PROBLEM SET
**1.** In the OLPC security commentary, what is called a keystone of the security model?
**2.** Reproduce the OLPC security commentary from "To be fair, it's" up to and including "for all programs.".

DOCUMENT EXCERPT
* * * *

To be fair, it's necessary to be aware of this distinction in order to
reason correctly about what security properties can and cannot be provided
by code authentication. The OLPC will need code authentication, in addition
to supporting POLA for all programs.
> 388
> 389 This difference is crucial and cannot be understated,
I think the author means "cannot be overstated", although they do overstate it.
389 This difference is crucial and cannot be understated, because it's a
390 reasonable assumption that most software running on a normal machine starts
391 benign. In fact, we observe that it is through exploitation of benign software
392 that most malicious software is first _introduced_ to many machines, so
393 protecting benign software becomes a doubly worthy goal.
394
395 The protection of benign software is a keystone of our security model. We
396 approach it with the following idea in mind: benign software will not lie about
397 its purpose during installation. [...]
...

* * * *

RECORD LIST
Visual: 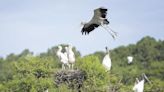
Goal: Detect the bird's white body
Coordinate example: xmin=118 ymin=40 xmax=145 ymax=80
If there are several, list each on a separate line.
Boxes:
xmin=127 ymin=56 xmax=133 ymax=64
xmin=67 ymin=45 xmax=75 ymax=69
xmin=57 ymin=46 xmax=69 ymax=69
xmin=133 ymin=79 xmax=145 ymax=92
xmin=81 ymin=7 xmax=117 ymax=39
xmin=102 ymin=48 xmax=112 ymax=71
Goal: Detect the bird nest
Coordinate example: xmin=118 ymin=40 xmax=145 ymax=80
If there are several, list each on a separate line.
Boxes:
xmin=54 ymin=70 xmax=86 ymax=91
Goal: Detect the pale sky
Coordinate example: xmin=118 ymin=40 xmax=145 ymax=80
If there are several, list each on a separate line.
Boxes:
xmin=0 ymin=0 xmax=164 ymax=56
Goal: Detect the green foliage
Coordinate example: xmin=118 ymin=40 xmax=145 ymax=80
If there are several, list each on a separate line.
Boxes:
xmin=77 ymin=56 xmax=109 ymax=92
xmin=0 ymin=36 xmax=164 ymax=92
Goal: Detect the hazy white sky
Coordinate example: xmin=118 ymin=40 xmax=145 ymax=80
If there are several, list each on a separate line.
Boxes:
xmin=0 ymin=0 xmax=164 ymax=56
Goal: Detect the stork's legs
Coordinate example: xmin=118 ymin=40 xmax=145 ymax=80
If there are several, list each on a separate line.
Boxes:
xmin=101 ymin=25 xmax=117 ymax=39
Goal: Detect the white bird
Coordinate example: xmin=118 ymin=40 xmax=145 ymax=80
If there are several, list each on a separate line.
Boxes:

* * * *

TASK SOLUTIONS
**1.** The protection of benign software.

**2.**
To be fair, it's necessary to be aware of this distinction in order to
reason correctly about what security properties can and cannot be provided
by code authentication. The OLPC will need code authentication, in addition
to supporting POLA for all programs.